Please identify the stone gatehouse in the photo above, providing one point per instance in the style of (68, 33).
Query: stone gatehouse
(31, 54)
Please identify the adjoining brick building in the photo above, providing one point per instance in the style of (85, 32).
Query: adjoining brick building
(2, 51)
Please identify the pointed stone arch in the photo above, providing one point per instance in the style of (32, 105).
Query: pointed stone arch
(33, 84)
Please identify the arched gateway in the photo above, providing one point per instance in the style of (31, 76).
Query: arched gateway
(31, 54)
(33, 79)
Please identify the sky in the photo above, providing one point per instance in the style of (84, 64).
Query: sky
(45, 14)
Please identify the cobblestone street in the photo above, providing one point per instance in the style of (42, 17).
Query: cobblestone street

==*==

The expected output is every record, repeated exactly.

Please identify the stone gatehouse in the photo above, providing one point per instance in the style of (68, 33).
Query: stone gatehouse
(31, 54)
Please identify the adjoining brick building in the photo above, providing one point per instance in the style of (85, 32).
Query: adjoining brick building
(2, 51)
Please identify the pointed stone arch in the photo above, providing one point per instance in the style of (32, 105).
Query: pointed stone arch
(33, 84)
Please identify the arched gateway in the photo above, providing one point per instance in the style of (31, 76).
Query: arched gateway
(31, 54)
(33, 79)
Please identify the sky in the photo above, providing one point per instance in the style of (84, 64).
Query: sky
(45, 14)
Please identify the cobblestone street in the photo above, providing one point per instance in the style of (42, 17).
Query: cobblestone street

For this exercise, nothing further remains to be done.